::: Excerpt to read :::
Now efforts to change the way those companies do business have resulted in 100 bills introduced in 42 separate states, according to a report published Wednesday by the influential Kaiser Health News.
Ohio has been a leader in trying to change the way pharmacy benefit managers do business.
The companies, known as PBMs, are hired by insurance companies or government programs such as Medicaid to manage prescription-drug benefits. They leverage their ability to give drugs preferred treatment to get rebates and other discounts from manufacturers. And they use a non-transparent system to bill payers and reimburse pharmacies.
A PBM industry spokesman told Kaiser that it’s the people who make the drugs who are responsible for high costs — not the companies that handle the transactions.
“The main focus for state policymakers should be to examine brand drug manufacturers’ pricing strategies,” said Greg Lopes, of the Pharmaceutical Care Management Association. “Drug manufacturers are solely responsible for setting and raising drug prices.”
But that ignores the opaque system of discounts the PBMs require drugmakers to supply if they want access to the 266 million Americans whose benefits PBMs control.
The result is a crazy system where manufacturers and pharmacists wildly inflate list prices of drugs to cover the discounts they’re giving PBMs, critics say. In one case, 11 generic versions of a brand-name drug flooded onto the market this year and list prices actually went up.
Critics also say that PBMs have unfairly driven community pharmacists out of business by under-reimbursing them and by steering patients to affiliated pharmacies, such as CVS, corporate sibling of PBM giant CVS Caremark.
The big-three PBMs also have been accused of exploiting a lack of transparency to take huge profits. In Ohio, CVS Caremark and OptumRx marked up the cheapest class of drugs by $244 million in a single year, according to a 2018 analysis.
:::
What you will do:
1 - In the excerpt on pharmacy benefit managers, rewrite everything from "Now efforts to" down to "handle the transactions.", replacing "pharmacy benefit managers" with "prescription benefit managers".
2 - According to the excerpt on pharmacy benefit managers, with which organization is Greg Lopes affiliated?
::: Records provided :::
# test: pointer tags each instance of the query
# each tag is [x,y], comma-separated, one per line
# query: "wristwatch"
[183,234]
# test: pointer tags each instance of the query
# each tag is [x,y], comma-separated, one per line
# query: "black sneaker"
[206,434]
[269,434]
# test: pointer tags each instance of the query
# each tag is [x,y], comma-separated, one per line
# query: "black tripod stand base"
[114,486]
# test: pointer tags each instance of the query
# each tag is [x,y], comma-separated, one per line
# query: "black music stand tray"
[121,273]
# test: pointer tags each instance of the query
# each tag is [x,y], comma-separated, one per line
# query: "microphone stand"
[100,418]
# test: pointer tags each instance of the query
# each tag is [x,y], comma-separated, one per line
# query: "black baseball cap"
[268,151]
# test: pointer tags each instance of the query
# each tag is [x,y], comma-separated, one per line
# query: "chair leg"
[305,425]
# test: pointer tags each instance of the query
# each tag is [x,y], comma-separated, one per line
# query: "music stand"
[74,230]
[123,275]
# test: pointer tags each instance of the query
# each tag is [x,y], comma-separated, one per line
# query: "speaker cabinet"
:::
::: Records provided :::
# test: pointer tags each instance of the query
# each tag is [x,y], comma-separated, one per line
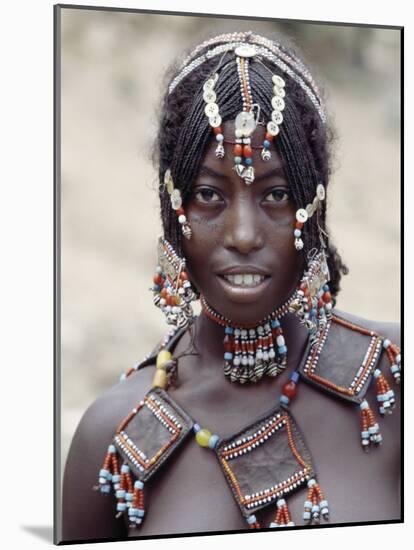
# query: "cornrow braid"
:::
::: Records provided :::
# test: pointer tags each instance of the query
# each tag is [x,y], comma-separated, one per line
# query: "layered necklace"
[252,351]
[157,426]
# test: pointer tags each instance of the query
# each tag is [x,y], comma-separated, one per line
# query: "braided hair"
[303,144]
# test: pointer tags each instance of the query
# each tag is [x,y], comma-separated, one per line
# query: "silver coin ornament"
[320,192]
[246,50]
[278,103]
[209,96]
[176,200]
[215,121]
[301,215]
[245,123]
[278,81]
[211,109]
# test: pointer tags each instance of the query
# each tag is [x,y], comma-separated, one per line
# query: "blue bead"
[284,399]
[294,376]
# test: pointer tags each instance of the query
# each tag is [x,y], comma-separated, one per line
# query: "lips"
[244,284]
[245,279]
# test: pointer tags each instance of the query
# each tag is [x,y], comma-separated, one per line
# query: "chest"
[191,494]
:::
Answers for this exercise:
1 -
Now efforts to change the way those companies do business have resulted in 100 bills introduced in 42 separate states, according to a report published Wednesday by the influential Kaiser Health News.
Ohio has been a leader in trying to change the way prescription benefit managers do business.
The companies, known as PBMs, are hired by insurance companies or government programs such as Medicaid to manage prescription-drug benefits. They leverage their ability to give drugs preferred treatment to get rebates and other discounts from manufacturers. And they use a non-transparent system to bill payers and reimburse pharmacies.
A PBM industry spokesman told Kaiser that it’s the people who make the drugs who are responsible for high costs — not the companies that handle the transactions.

2 - The Pharmaceutical Care Management Association.